- Written exercise -
Collect each line from the rows below that contains the string "asphalt". Case counts, so copy only lines where it appears with the same capitalization.

- Records provided -
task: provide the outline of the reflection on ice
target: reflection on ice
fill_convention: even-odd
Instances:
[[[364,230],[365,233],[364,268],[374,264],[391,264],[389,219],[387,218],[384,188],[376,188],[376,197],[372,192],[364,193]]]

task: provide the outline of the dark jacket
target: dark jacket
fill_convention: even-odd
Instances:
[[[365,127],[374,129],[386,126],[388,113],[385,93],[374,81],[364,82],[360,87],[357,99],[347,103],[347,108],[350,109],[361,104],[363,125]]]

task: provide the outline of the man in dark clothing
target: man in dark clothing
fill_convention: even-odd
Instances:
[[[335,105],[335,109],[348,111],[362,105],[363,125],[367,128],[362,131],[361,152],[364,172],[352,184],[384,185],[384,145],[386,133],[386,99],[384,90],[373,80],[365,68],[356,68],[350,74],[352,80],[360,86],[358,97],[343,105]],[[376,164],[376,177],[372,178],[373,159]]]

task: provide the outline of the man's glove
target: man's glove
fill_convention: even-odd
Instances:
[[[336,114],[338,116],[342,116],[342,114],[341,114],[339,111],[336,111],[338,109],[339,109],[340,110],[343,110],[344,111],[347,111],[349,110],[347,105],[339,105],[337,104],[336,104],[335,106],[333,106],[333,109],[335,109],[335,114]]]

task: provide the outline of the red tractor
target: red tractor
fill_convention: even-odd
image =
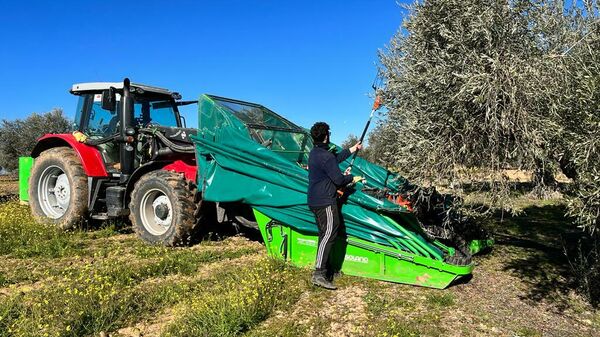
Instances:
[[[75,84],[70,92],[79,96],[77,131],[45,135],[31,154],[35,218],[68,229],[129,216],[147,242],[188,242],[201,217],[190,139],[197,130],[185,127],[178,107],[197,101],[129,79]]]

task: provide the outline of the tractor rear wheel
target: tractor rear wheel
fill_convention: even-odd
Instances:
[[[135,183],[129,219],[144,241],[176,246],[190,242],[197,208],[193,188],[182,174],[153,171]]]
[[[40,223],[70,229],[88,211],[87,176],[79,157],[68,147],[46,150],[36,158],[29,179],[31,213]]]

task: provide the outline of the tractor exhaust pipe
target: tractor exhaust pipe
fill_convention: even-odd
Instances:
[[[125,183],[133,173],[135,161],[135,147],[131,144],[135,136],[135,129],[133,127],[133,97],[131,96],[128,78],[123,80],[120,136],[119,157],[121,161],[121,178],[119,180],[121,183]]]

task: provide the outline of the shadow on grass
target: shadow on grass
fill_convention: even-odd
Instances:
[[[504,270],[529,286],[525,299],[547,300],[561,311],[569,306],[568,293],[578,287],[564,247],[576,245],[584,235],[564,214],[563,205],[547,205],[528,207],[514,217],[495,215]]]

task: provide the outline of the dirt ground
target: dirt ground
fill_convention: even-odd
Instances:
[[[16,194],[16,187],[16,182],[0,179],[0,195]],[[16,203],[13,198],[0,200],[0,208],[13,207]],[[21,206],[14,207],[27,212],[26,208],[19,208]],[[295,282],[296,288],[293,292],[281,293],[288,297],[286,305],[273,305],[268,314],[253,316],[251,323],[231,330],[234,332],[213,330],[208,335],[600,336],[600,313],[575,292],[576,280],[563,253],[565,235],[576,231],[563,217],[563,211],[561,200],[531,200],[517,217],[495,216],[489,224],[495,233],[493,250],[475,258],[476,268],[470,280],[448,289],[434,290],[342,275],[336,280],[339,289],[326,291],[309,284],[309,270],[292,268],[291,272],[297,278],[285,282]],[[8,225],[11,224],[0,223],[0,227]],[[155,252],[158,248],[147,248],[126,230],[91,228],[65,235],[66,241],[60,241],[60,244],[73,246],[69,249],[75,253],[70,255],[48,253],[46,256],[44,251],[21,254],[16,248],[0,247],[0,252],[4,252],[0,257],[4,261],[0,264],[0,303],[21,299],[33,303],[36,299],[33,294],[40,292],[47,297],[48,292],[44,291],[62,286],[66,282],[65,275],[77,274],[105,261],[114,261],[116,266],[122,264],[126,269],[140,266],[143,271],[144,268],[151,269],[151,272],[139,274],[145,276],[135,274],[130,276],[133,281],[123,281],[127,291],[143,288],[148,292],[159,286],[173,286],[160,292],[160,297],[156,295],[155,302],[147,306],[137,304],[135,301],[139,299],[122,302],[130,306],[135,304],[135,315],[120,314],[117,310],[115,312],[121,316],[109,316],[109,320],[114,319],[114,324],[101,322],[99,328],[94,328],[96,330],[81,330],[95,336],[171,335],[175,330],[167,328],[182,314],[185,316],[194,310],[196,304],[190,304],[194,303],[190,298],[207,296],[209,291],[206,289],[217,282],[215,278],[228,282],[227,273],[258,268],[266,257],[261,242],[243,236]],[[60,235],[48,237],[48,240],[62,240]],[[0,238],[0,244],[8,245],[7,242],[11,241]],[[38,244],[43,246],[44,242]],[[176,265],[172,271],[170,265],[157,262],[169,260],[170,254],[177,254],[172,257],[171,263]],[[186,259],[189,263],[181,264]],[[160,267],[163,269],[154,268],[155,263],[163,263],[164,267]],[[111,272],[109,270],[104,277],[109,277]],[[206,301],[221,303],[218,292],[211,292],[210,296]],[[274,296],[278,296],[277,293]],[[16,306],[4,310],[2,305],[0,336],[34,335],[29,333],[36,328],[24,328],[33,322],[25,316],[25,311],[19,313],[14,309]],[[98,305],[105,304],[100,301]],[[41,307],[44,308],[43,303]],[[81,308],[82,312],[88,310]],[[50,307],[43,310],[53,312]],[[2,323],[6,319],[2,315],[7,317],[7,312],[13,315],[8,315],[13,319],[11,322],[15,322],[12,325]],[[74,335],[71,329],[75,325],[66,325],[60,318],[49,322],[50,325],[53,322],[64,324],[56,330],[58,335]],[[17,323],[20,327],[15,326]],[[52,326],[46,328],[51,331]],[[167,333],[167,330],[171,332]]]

* * *

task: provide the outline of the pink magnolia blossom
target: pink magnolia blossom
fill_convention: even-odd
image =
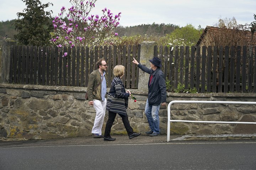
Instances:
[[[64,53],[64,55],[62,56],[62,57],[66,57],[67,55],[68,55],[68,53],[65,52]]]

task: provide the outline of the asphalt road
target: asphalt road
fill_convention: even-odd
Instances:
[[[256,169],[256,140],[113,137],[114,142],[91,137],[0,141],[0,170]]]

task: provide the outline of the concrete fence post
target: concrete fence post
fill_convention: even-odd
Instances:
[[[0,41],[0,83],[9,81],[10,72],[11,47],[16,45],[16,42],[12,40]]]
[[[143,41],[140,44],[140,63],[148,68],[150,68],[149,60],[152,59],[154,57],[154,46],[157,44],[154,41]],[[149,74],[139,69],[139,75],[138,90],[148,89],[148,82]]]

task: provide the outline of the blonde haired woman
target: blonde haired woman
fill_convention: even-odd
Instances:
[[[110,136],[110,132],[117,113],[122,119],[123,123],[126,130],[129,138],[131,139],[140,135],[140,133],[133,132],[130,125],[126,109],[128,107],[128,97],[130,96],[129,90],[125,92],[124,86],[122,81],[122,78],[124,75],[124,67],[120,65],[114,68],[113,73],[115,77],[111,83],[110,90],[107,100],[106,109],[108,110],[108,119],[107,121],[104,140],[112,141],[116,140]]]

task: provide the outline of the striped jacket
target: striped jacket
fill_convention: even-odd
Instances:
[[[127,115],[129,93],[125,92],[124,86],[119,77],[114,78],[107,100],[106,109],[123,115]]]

--

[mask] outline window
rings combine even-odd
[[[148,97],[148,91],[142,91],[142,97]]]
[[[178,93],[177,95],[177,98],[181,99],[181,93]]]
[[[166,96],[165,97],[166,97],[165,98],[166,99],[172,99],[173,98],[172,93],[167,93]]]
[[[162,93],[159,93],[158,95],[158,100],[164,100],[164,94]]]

- Reply -
task: provide the outline of the asphalt road
target: asphalt road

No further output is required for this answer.